> Цитируемый текст
-*-*-
Троцкий, Ленин и Каменев на параде Красной армии в 1920 году

– Вопрос более общего плана: если смотреть на режимы авторитарного или диктаторского характера, то, если начинается разгул репрессий, что мы наблюдаем на протяжении всей второй половины 30-х годов, насколько в этом случае сама система способна ими управлять? Насколько это подконтрольный власти процесс? Может быть, иногда власть и сама хотела бы остановиться, да не в состоянии прекратить то, что сама инициировала?

– Множество документов, давно рассекреченных и опубликованных, показывают, как начался террор по команде Сталина. Я имею в виду те массовые операции НКВД, которые начались в августе 1937 года. Был сначала июльский приказ 00447, был приказ по немцам, был приказ по полякам от начала августа, календарно уже в августе 1937 года эти операции пошли абсолютно управляемые. По кулацкой операции были лимиты, которые утверждались на уровне политбюро, на уровне наркома внутренних дел, по так называемым национальным операциям, здесь тоже шло все с контролем политбюро. И цифровые выкладки в 1938 году контролировались. То есть в каком-то смысле говорить о стихийности можно, когда мы говорим, например, об исключении из партии. Какая-то вакханалия, истерия на уровне низовых партийных организаций была, скажем, тот же Постышев, позакрывавший райкомы, за это его и выгнали из кандидатов в члены политбюро. Но в целом процесс как начался по команде из Кремля, так и четко закончился по команде из Кремля в ноябре 1938 года. Те полтора миллиона человек, арестованных за эти 15 месяцев, и почти 700 тысяч расстрелянных – это абсолютно точная вина сталинского политбюро и лично Сталина.

– В итоге к какому изменению самой советской системы привели чистки середины 30-х годов, помимо, естественно, человеческих жертв и тех трагедий, которые были порождены этим террором? Сам режим изменился каким-то образом или же прошла чистка, но суть системы осталась той же самой?
-*-*-
> Записанные сведения

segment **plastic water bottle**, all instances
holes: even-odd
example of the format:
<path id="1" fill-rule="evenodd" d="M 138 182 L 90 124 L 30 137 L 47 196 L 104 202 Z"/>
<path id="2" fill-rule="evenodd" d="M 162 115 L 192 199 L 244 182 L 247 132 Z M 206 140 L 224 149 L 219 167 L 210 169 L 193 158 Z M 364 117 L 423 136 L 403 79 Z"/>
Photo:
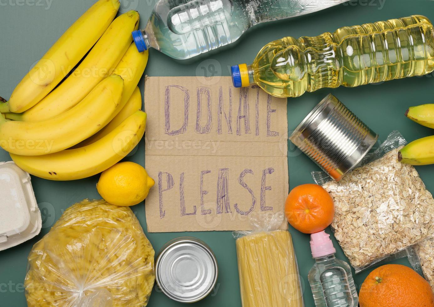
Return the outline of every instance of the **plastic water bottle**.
-*-*-
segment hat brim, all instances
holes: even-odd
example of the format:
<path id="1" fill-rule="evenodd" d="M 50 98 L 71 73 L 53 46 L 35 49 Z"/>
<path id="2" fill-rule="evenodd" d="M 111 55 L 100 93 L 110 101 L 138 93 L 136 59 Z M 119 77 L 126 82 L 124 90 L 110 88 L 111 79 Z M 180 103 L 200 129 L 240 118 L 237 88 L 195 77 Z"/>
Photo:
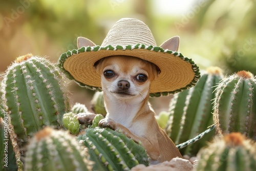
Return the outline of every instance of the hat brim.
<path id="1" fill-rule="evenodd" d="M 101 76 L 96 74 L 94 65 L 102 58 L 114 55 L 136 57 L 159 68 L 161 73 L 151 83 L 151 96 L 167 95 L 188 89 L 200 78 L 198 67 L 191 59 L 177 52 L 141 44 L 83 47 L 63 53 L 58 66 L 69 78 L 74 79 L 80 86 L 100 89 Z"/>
-*-*-
> Задания к упражнению
• a. Ответьте на вопросы по тексту о терроре:
(i) В каком месяце и году начались массовые операции НКВД?
(ii) Кого выгнали из кандидатов в члены политбюро за закрытие райкомов?
(iii) Сколько человек было арестовано за 15 месяцев?
• b. Дословно воспроизведите отрывок из текста о терроре, начиная со слов «Троцкий, Ленин и» и продолжая вплоть до слов «что сама инициировала?».
Отвечать следует, опираясь только на текст.

> Ответы к упражнению
• a.
(i) В августе 1937 года.
(ii) Постышева.
(iii) Полтора миллиона человек.

• b.
Троцкий, Ленин и Каменев на параде Красной армии в 1920 году

– Вопрос более общего плана: если смотреть на режимы авторитарного или диктаторского характера, то, если начинается разгул репрессий, что мы наблюдаем на протяжении всей второй половины 30-х годов, насколько в этом случае сама система способна ими управлять? Насколько это подконтрольный власти процесс? Может быть, иногда власть и сама хотела бы остановиться, да не в состоянии прекратить то, что сама инициировала?